Stored data entries
········

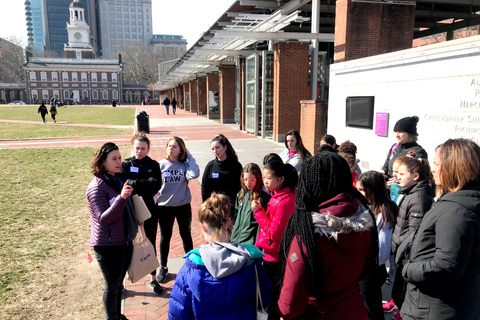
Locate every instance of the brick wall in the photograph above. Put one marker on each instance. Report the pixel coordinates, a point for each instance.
(227, 94)
(313, 123)
(291, 68)
(367, 29)
(202, 95)
(212, 85)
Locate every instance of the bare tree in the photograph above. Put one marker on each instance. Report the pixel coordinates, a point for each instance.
(141, 63)
(11, 64)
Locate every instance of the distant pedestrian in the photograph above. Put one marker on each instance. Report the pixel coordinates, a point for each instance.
(174, 105)
(166, 103)
(53, 112)
(43, 111)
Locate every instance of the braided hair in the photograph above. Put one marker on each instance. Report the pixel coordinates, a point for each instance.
(323, 177)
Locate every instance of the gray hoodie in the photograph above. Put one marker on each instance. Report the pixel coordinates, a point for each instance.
(224, 258)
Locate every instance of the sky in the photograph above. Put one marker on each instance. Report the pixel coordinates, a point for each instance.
(189, 18)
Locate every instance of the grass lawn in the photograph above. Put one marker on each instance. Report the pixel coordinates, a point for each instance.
(10, 131)
(72, 114)
(45, 227)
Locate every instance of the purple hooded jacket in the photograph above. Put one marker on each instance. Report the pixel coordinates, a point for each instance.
(106, 212)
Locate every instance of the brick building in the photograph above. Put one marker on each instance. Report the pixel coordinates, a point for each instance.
(273, 57)
(75, 80)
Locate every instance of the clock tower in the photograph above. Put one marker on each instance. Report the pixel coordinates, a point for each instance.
(78, 46)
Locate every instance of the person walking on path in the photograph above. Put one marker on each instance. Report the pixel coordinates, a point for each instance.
(43, 111)
(53, 112)
(174, 197)
(166, 103)
(143, 174)
(174, 105)
(443, 268)
(113, 224)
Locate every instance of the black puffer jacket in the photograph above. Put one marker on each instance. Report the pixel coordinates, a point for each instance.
(146, 176)
(416, 201)
(401, 150)
(443, 274)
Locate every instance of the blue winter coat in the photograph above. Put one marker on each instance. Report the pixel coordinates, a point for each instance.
(196, 294)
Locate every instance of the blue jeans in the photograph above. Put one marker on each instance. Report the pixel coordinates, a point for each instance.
(114, 262)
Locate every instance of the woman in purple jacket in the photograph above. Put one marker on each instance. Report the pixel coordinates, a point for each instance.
(113, 225)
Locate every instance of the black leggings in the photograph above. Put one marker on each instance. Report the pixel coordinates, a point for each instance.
(166, 217)
(114, 262)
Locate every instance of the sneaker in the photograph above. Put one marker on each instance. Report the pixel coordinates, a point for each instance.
(162, 275)
(157, 289)
(389, 306)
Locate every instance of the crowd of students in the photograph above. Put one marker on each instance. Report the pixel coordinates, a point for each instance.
(309, 236)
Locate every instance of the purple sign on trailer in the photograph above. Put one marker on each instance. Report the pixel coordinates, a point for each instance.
(381, 123)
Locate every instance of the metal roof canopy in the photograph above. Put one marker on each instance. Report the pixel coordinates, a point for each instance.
(249, 24)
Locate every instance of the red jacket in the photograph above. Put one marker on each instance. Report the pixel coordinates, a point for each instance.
(343, 243)
(273, 222)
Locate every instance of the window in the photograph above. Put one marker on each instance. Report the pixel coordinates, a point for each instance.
(359, 112)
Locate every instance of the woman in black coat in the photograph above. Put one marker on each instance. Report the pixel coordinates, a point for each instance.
(443, 272)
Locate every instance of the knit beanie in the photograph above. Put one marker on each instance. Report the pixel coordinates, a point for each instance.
(407, 124)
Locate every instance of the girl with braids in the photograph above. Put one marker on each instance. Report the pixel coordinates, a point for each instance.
(294, 153)
(281, 180)
(371, 185)
(245, 229)
(330, 244)
(348, 150)
(222, 174)
(218, 280)
(416, 198)
(443, 270)
(145, 177)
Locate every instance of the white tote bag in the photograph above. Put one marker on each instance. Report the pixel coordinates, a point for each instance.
(261, 313)
(144, 260)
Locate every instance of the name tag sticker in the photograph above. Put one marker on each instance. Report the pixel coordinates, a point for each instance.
(134, 169)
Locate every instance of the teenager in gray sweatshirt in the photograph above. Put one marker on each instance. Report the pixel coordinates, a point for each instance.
(174, 198)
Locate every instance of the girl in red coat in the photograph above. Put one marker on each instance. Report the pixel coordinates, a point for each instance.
(280, 179)
(329, 245)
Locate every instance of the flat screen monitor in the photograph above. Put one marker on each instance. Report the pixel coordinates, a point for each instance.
(359, 112)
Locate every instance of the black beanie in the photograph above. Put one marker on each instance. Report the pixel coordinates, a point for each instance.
(407, 124)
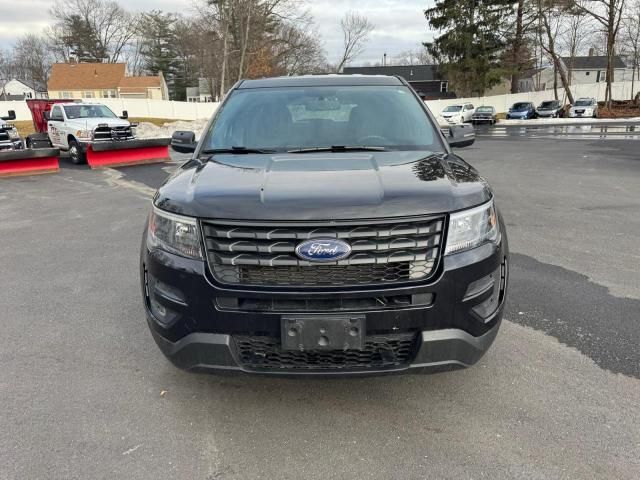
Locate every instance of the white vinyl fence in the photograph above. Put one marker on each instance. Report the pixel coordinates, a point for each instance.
(142, 108)
(620, 90)
(138, 108)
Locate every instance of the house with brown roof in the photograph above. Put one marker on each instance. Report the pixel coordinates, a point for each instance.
(103, 80)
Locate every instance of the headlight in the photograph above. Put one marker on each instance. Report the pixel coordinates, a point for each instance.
(86, 134)
(173, 233)
(472, 228)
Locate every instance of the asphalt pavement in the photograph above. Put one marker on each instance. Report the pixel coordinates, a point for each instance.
(86, 394)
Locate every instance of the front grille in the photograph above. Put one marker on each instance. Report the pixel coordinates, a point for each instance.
(382, 253)
(380, 351)
(112, 133)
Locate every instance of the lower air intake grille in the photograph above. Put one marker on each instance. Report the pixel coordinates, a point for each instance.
(380, 351)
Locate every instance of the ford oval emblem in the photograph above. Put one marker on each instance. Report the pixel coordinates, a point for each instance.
(323, 250)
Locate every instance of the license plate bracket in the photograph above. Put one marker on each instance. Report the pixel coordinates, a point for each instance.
(322, 332)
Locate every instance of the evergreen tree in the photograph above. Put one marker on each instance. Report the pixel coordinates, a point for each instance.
(471, 45)
(159, 49)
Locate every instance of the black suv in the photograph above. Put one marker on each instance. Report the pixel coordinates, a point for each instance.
(323, 226)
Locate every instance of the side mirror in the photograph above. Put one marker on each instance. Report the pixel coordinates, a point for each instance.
(183, 142)
(11, 116)
(461, 136)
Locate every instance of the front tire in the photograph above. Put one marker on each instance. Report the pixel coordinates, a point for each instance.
(76, 154)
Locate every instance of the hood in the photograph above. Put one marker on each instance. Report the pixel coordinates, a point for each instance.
(319, 186)
(91, 123)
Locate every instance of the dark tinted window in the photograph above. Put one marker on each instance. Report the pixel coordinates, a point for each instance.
(88, 111)
(288, 118)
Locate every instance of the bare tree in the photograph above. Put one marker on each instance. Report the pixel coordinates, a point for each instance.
(609, 14)
(631, 41)
(577, 30)
(548, 24)
(33, 59)
(356, 29)
(110, 26)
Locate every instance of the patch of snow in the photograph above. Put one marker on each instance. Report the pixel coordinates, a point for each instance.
(149, 130)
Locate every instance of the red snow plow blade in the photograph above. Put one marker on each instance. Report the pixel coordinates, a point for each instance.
(128, 152)
(29, 162)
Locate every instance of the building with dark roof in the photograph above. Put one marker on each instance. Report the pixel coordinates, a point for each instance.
(425, 79)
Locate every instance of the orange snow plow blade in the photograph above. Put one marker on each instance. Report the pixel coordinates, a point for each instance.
(29, 162)
(128, 152)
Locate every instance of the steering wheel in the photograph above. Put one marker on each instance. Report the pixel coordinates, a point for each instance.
(383, 140)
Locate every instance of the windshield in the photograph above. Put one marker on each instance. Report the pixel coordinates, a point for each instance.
(549, 104)
(520, 106)
(88, 111)
(289, 118)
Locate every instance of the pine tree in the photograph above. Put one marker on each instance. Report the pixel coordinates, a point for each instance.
(470, 46)
(159, 49)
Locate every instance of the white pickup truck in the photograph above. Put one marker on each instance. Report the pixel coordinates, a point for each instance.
(73, 127)
(9, 136)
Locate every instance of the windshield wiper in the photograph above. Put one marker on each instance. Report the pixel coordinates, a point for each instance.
(339, 148)
(236, 150)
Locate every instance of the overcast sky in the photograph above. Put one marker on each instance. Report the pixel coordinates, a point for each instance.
(400, 24)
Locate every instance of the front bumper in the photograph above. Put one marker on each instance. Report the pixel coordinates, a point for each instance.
(438, 351)
(11, 145)
(196, 321)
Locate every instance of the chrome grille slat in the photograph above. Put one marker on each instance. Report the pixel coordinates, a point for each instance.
(383, 252)
(112, 133)
(282, 246)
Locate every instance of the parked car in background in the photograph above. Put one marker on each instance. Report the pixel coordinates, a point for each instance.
(522, 111)
(550, 109)
(584, 107)
(484, 114)
(458, 113)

········

• **TASK REQUIREMENTS**
Output the line bearing "Locate every instance of the windshield in" along with all the lines after it through the end of the entries, exactly, and no other lines.

• **RESPONSE TO THE EXERCISE**
Locate every instance of the windshield in the photograph above. Put one marker on each instance. Report the pixel coordinates, a point for each instance.
(549, 104)
(520, 106)
(88, 111)
(289, 118)
Locate every instance of the pine tree in the photograph above. Put one marker on each instance. Report the pixel coordinates, a point for each instance.
(470, 46)
(159, 49)
Locate every instance of the white pickup truck in the photograph above. Put one marker on each instance. Report the pixel coordinates, a point for each instance.
(73, 127)
(9, 136)
Locate every instance of the windshield wiper in the photograph above. Put one marker on each instance. Report the pixel coordinates, a point for each instance.
(339, 148)
(236, 150)
Locate every instance of the overcast sky in the photograph above. Put one marker on each instance. Report the pixel coordinates, a point for each instance.
(400, 24)
Locate every instance of the front bumper in the photograph above. Put one marker on each instance. Report the pixel coordinates, a point for each instance.
(438, 351)
(11, 145)
(196, 321)
Locate every instance of the chrome grille slat in the photograph above. Put one marker on each instance. Report the pixel coordinates, a point for each instance.
(383, 252)
(112, 133)
(282, 246)
Locate every instance of the parked car in background in the photograph above. Put one marker on each instance. Report the pixel coordinates, a point for each instance.
(522, 111)
(550, 109)
(584, 107)
(484, 114)
(458, 113)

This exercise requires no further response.